━━━━━ Document section ━━━━━

P. Belzile, L. Lamarche, D.R. Rousse

École de technologie supérieure

1100 Rue Notre-Dame O, Montréal, QC Canada H3C 1K3

E-mail: patrick.belzile.1@ens.etsmtl.ca

Abstract. Sharing geothermal borefields is usually done with each borehole having the same

inlet conditions (flow rate, temperature and fluid). The objective of this research is to improve

the energy efficiency of shared and hybrid geothermal borefields by segregating heat transfer

sources. Two models are briefly presented: The first model allows the segregation of the inlet

conditions for each borefields; the second model allows circuits to be defined independently

for each leg of double U-tubes in a borehole. An application couples residential heat pumps

and arrays of solar collectors. Independent circuits configuration gave the best energy savings

in a symmetric configuration, the largest shank spacing and with solar collectors functioning

all year long. The boreholes have been shortened from 300 m to 150 m in this configuration.

━━━━━ Data entries ━━━━━

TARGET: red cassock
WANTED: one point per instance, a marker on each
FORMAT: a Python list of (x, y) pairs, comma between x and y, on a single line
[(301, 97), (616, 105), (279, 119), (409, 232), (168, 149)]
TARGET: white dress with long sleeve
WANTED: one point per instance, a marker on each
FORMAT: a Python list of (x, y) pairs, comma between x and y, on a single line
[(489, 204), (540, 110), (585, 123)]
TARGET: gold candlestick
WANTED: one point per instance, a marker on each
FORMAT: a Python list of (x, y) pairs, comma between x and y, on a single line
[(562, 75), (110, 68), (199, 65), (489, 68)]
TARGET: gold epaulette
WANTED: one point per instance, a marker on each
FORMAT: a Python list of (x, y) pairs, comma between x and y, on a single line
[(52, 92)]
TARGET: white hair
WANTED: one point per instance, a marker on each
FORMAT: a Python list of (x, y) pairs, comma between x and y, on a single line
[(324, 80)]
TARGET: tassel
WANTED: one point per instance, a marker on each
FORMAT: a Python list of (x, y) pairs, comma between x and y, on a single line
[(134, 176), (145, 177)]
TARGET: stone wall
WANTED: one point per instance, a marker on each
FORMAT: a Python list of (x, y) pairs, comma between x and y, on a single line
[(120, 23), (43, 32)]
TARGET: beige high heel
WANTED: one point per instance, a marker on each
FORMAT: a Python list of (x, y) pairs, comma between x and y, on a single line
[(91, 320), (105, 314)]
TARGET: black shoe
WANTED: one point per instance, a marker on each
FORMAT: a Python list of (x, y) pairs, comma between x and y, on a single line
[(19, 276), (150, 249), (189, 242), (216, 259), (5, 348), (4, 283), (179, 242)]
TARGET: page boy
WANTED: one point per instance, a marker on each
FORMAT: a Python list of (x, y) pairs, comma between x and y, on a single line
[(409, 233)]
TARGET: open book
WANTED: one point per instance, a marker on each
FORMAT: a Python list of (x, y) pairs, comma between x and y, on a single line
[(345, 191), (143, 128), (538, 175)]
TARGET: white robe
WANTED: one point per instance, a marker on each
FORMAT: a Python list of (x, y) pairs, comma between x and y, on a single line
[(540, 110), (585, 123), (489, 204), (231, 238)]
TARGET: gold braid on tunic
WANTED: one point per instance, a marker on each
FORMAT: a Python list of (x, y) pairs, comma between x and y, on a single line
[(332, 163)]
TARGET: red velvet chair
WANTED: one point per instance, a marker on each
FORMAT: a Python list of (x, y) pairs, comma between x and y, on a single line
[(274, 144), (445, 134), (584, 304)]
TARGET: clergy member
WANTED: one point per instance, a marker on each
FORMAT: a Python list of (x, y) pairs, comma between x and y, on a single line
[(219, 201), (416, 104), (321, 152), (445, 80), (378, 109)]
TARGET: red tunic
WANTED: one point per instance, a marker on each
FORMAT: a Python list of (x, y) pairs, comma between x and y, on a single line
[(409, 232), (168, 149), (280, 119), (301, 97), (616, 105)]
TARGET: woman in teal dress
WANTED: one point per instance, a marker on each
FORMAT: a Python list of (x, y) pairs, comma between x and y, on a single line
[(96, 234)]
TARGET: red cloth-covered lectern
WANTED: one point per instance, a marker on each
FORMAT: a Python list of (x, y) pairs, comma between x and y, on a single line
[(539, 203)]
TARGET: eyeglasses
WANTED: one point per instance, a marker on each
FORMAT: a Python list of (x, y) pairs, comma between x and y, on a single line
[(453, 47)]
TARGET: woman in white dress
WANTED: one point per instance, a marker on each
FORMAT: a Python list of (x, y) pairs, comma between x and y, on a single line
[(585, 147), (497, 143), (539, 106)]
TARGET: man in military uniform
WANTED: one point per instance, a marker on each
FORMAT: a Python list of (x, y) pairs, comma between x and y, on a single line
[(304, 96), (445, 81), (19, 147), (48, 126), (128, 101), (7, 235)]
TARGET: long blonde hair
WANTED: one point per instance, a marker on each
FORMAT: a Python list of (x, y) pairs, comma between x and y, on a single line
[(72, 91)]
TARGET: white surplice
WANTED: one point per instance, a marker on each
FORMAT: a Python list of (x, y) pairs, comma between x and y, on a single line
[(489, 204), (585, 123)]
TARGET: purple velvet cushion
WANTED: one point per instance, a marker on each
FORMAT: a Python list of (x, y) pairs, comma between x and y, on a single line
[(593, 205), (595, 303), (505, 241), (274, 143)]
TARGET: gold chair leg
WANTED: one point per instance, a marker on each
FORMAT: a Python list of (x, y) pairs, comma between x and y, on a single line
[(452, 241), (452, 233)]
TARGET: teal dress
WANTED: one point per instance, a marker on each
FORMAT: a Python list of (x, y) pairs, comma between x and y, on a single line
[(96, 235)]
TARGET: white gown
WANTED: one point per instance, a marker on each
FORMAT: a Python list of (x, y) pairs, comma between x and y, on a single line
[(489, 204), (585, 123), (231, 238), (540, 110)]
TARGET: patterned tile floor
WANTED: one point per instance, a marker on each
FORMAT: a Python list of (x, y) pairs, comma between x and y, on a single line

━━━━━

## Exercise set
[1] According to the geothermal borefield abstract, to what length were the boreholes shortened in the best configuration?
[2] Please continue the geothermal borefield abstract from where it stops.
The items have no connection to the geothermal borefield abstract.

## Responses
[1] They were shortened from 300 m to 150 m.

[2]
Keywords: Ground source heat pumps, hybrid geothermal, geothermal model

1. Introduction

Ground source heat pumps, low temperature geothermal systems, are used in heating and cooling

applications; mainly buildings. The Intergovernmental Panel on Climate Changes (IPCC) projects that

the heat energy produced by ground source heat pumps will pass from 0.4 EJ/year in 2010 to 7.2

EJ/year in 2050 [1]. In cold climates, more heat is extracted from the ground during heating period

than injected during cooling period. Hybrid systems are a solution for such issue.

Sharing a ground source heat pump borefields is becoming more common. Many buildings and

processes with different heating and cooling loads profiles can share the same geothermal loop. It is

possible, even preferable to couple complementary load profiles. An example of hybrid geothermal

system would be to couple solar thermal collectors with heat pumps to a geothermal loop.

Nearly all available geothermal models consider only one inlet condition for all of the U-tubes and

boreholes of a borefield, limiting the amount of possible configurations and control strategies to be

evaluated. The objective of this research is to improve the efficiency of shared and hybrid geothermal

systems by segregating heat transfer sources. This will be achieved by developing a semi-analytical

model that considers independent inlet conditions for each borehole of a borefield in one part, and

developing a model that considers independent circuits of double U-tubes in each borehole in second

part.

In both models, the ground is modeled as a 2D diffusion control volume finite difference method.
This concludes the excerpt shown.